TASK TO CARRY OUT ▸ Turn every line of the entries below into a numbered list, skipping the blank lines and leaving out the pictures.

PROVIDED RECORDS ▸
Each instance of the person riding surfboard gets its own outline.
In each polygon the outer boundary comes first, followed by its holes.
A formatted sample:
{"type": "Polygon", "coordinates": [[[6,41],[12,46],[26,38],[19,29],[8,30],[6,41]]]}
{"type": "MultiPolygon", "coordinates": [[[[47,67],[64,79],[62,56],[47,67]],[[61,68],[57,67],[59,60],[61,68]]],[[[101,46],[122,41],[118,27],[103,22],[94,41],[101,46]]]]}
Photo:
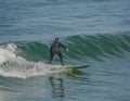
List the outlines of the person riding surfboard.
{"type": "Polygon", "coordinates": [[[60,48],[63,47],[64,49],[66,49],[66,51],[68,52],[69,49],[67,47],[65,47],[62,42],[60,42],[60,39],[58,38],[55,38],[54,42],[51,45],[51,48],[50,48],[50,61],[49,61],[49,64],[52,63],[52,61],[54,60],[54,55],[58,55],[60,56],[60,61],[61,61],[61,64],[64,65],[63,63],[63,55],[60,51],[60,48]]]}

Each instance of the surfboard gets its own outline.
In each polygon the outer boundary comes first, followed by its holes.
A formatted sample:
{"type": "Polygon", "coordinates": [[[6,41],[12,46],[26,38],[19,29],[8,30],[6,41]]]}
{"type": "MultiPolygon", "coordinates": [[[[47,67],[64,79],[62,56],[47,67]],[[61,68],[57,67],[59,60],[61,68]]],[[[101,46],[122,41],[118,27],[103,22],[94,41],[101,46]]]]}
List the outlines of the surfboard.
{"type": "Polygon", "coordinates": [[[89,65],[64,65],[63,67],[66,67],[66,68],[86,68],[86,67],[89,67],[89,65]]]}

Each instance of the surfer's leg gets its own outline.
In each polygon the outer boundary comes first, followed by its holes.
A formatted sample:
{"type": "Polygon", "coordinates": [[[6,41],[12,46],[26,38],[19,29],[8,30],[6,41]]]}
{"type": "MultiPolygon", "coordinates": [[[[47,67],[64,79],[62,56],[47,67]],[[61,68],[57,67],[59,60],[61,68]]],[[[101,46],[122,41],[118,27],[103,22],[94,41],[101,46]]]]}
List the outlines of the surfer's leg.
{"type": "Polygon", "coordinates": [[[60,51],[58,51],[58,56],[60,56],[61,64],[64,65],[64,63],[63,63],[63,55],[62,55],[62,53],[60,51]]]}
{"type": "Polygon", "coordinates": [[[51,63],[52,63],[53,59],[54,59],[54,53],[53,53],[53,52],[51,52],[51,56],[50,56],[49,64],[51,64],[51,63]]]}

FINISHED ANSWER ▸
1. Each instance of the person riding surfboard gets its own outline.
2. In each polygon the outer boundary comes first, followed by its holes.
3. A formatted sample:
4. {"type": "Polygon", "coordinates": [[[6,41],[12,46],[26,38],[19,29],[8,30],[6,41]]]}
5. {"type": "MultiPolygon", "coordinates": [[[[47,67],[64,79],[62,56],[47,67]],[[61,68],[57,67],[59,60],[61,68]]],[[[101,46],[122,41],[118,27],[103,22],[94,41],[101,46]]]]}
6. Photo:
7. List the outlines of the person riding surfboard.
8. {"type": "Polygon", "coordinates": [[[60,48],[63,47],[64,49],[66,49],[66,51],[68,52],[69,49],[67,47],[65,47],[62,42],[60,42],[60,39],[58,38],[55,38],[54,42],[51,45],[51,48],[50,48],[50,61],[49,61],[49,64],[52,63],[52,61],[54,60],[54,55],[58,55],[60,56],[60,61],[61,61],[61,64],[64,65],[63,63],[63,55],[60,51],[60,48]]]}
9. Each instance of the surfboard gets its own outline.
10. In each polygon the outer boundary comes first, followed by its holes.
11. A formatted sample:
12. {"type": "Polygon", "coordinates": [[[6,41],[12,46],[26,38],[19,29],[8,30],[6,41]]]}
13. {"type": "MultiPolygon", "coordinates": [[[[47,67],[64,79],[62,56],[47,67]],[[61,68],[57,67],[59,60],[61,68]]],[[[101,46],[122,41],[118,27],[103,22],[94,41],[101,46]]]]}
14. List the outlines of the surfboard.
15. {"type": "Polygon", "coordinates": [[[89,65],[64,65],[63,67],[66,67],[66,68],[86,68],[86,67],[89,67],[89,65]]]}
16. Each instance of the surfer's leg gets its own outline.
17. In each polygon the outer boundary comes first, followed by its holes.
18. A formatted sample:
19. {"type": "Polygon", "coordinates": [[[6,41],[12,46],[26,38],[19,29],[8,30],[6,41]]]}
20. {"type": "MultiPolygon", "coordinates": [[[[47,67],[64,79],[62,56],[47,67]],[[61,68],[57,67],[59,60],[61,68]]],[[[101,46],[122,41],[118,27],[103,22],[94,41],[101,46]]]]}
21. List the outlines of the surfer's leg.
22. {"type": "Polygon", "coordinates": [[[60,51],[58,51],[58,56],[60,56],[61,64],[64,65],[64,63],[63,63],[63,55],[62,55],[62,53],[60,51]]]}
23. {"type": "Polygon", "coordinates": [[[51,63],[52,63],[53,59],[54,59],[54,53],[53,53],[53,52],[51,52],[51,56],[50,56],[49,64],[51,64],[51,63]]]}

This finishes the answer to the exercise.